- Goal of the exercise: Every record must be repeated exactly; omit any pictures they contain.

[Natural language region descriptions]
>>>>

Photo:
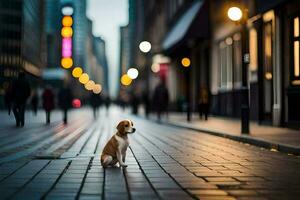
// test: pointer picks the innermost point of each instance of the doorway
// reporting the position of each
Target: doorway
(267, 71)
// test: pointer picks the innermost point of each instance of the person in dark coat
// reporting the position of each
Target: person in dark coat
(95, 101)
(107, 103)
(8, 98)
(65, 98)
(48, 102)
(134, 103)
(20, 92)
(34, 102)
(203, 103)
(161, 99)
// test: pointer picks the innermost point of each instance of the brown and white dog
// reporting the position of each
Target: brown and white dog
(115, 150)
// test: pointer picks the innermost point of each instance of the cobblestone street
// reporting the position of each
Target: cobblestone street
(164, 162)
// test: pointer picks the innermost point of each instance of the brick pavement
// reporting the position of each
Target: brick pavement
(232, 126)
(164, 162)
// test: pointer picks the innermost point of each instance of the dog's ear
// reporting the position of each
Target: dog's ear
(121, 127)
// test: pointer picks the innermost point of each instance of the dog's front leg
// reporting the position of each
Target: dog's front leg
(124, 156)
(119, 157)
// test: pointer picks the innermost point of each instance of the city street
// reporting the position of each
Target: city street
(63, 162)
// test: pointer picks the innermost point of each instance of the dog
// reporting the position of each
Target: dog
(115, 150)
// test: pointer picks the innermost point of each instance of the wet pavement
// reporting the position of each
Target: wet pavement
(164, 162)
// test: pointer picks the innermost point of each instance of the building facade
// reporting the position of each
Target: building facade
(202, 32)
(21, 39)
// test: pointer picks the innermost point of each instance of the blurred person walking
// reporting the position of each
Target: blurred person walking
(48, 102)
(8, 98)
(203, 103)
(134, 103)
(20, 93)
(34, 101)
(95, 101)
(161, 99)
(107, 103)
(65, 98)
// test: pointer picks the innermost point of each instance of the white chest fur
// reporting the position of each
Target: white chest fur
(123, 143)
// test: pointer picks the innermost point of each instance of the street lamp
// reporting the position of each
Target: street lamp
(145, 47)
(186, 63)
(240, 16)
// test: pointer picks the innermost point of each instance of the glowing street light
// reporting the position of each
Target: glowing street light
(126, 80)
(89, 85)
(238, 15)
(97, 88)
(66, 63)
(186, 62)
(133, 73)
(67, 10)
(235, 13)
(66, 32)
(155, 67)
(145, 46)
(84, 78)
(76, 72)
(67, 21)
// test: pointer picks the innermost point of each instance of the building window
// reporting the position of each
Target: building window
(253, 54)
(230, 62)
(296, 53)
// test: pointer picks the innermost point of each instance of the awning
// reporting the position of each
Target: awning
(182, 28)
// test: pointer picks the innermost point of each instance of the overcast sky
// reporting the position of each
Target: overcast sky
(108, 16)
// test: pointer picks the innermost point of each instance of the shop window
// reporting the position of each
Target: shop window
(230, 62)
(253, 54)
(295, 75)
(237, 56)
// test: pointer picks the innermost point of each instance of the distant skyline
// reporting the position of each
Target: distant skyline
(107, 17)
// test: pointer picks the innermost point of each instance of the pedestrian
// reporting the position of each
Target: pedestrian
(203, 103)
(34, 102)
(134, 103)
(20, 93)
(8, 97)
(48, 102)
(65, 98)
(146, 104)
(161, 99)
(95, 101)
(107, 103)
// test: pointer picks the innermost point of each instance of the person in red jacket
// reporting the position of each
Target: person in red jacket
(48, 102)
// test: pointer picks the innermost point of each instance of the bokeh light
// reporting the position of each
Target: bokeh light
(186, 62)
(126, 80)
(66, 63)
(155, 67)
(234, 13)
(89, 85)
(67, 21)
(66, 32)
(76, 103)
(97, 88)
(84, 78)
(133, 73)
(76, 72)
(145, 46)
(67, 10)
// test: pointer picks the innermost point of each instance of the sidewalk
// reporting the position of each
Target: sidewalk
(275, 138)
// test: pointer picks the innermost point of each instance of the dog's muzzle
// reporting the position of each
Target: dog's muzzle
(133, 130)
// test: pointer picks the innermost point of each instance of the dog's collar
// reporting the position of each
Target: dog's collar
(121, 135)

<<<<

- Finished task:
Photo:
// test: pointer picks the innermost point of each instance of the doorway
// reporting the position of each
Target: doorway
(267, 71)
// test: pointer picks the innermost point of each instance of the person in dark coat
// reporting the position of each
Target: person in dark coat
(95, 101)
(107, 103)
(8, 98)
(65, 98)
(48, 102)
(134, 103)
(20, 92)
(34, 102)
(203, 103)
(161, 99)
// test: pointer picks the innermost point of each instance of the brown and white dog
// reporting the position of each
Target: brown and white dog
(115, 150)
// test: pointer picks the innermost point of each instance of the cobblestone street
// reporting the position of each
Target: cobblestone street
(164, 162)
// test: pointer picks the innermost point of each instance of the brick pavement
// reporting the position of each
Target: brick pavement
(232, 126)
(164, 162)
// test: pointer picks the innermost point of each instance of the dog's ear
// reporting the position of each
Target: dog's ear
(121, 127)
// test: pointer picks the innermost point of each instance of the dog's front leg
// reporting the position of each
Target: dog's front leg
(124, 156)
(119, 157)
// test: pointer picks the innermost point of each instance of the city street
// reporting the position of each
Target: city street
(63, 162)
// test: pointer picks the innermost point of each instance of the dog
// reporting the position of each
Target: dog
(115, 150)
// test: pointer picks the innermost point of each instance of the wet pavement
// reporting the position of each
Target: wet pavement
(164, 162)
// test: pointer picks the innermost point of each instance of the building facade
// reporting the position of each
Target: building facade
(202, 32)
(21, 39)
// test: pointer picks the innermost point of each instance of the blurred person walking
// reporting the position of each
Target: blurred person walking
(48, 102)
(8, 98)
(203, 103)
(134, 103)
(20, 93)
(34, 101)
(95, 101)
(161, 99)
(107, 103)
(65, 98)
// test: pointer picks the innermost point of each instance of the white chest fur
// reporting the position of each
Target: white chest fur
(123, 143)
// test: pointer picks the innermost point of each instance of the street lamp
// reporting the position of each
Target: street lamp
(145, 47)
(186, 63)
(240, 16)
// test: pointer picks the innermost point of each instance of the glowing street light
// reporting the position of each
Target: glowing street light
(126, 80)
(89, 85)
(238, 15)
(97, 88)
(66, 63)
(186, 62)
(133, 73)
(67, 10)
(235, 13)
(66, 32)
(155, 67)
(145, 46)
(84, 78)
(76, 72)
(67, 21)
// test: pointer picks the innermost point of each instance of the building window
// reporting the position of each
Target: building window
(253, 54)
(230, 62)
(296, 53)
// test: pointer picks the innermost point of each instance of the awning
// reporting the position of each
Target: awning
(182, 28)
// test: pointer picks the innermost point of each instance of the overcast sky
// reporting the position of each
Target: overcast sky
(108, 16)
// test: pointer picks the innermost point of each instance of the shop window
// reporting the position of each
Target: shop window
(230, 62)
(253, 54)
(295, 75)
(237, 56)
// test: pointer picks the innermost point of each instance of the distant skyline
// reporting the position of each
Target: distant skyline
(107, 17)
// test: pointer picks the innermost point of each instance of the pedestrian
// reporting the position of each
Target: pedestrian
(203, 103)
(34, 102)
(134, 103)
(20, 93)
(8, 97)
(48, 102)
(65, 98)
(146, 104)
(161, 99)
(95, 101)
(107, 103)
// test: pointer picks the innermost point of each instance of the person in red jacket
// reporting the position of each
Target: person in red jacket
(48, 102)
// test: pointer picks the innermost point of each instance of the bokeh light
// reporting the position of each
Target: bokeh light
(186, 62)
(126, 80)
(66, 63)
(155, 67)
(234, 13)
(89, 85)
(67, 21)
(66, 32)
(76, 103)
(97, 88)
(84, 78)
(133, 73)
(76, 72)
(145, 46)
(67, 10)
// test: pointer picks the innermost point of each instance of the sidewalk
// reporting the position of each
Target: sidewalk
(275, 138)
// test: pointer picks the innermost point of each instance of the dog's muzzle
// reporting the position of each
Target: dog's muzzle
(133, 130)
// test: pointer picks the innermost point of each instance of the dog's collar
// reporting the position of each
Target: dog's collar
(121, 135)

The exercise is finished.